* Your task:
Extract every line of the material below that contains the string "draw".

# START OF Rows

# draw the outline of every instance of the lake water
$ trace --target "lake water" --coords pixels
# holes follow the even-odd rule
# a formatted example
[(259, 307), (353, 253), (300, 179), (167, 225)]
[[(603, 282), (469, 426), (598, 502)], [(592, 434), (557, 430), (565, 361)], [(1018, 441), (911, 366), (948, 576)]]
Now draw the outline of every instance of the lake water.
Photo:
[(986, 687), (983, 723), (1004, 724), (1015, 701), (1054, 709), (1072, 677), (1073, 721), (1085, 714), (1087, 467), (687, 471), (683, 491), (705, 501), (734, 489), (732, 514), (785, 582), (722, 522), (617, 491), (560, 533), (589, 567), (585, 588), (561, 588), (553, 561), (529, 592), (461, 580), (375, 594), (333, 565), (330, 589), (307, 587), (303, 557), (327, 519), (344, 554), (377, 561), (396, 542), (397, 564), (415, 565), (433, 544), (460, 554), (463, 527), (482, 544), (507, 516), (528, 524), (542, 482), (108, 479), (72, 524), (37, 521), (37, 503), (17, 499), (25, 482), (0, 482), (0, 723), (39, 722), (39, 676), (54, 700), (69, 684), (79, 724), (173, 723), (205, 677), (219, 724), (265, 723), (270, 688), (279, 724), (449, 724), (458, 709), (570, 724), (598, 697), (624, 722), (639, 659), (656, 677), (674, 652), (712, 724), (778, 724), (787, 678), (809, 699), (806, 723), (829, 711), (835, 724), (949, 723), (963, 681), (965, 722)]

# END OF Rows

* Result of this task:
# draw the outline of every instance of the lake water
Now draw the outline of every instance of the lake water.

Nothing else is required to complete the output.